> **The task**:
Recast every line of the entries below as a numbered list, omitting blank lines and leaving the pictures out of your answer.

■ ■ ■

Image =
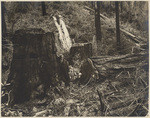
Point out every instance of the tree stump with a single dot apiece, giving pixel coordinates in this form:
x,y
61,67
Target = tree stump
x,y
34,65
82,68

■ ■ ■

> **Solution below**:
1. Image =
2. Point out every instance of the tree stump with a single dot apiece, giving pixel coordinates in this form:
3. x,y
4. 61,67
5. Target = tree stump
6. x,y
7. 34,65
8. 82,68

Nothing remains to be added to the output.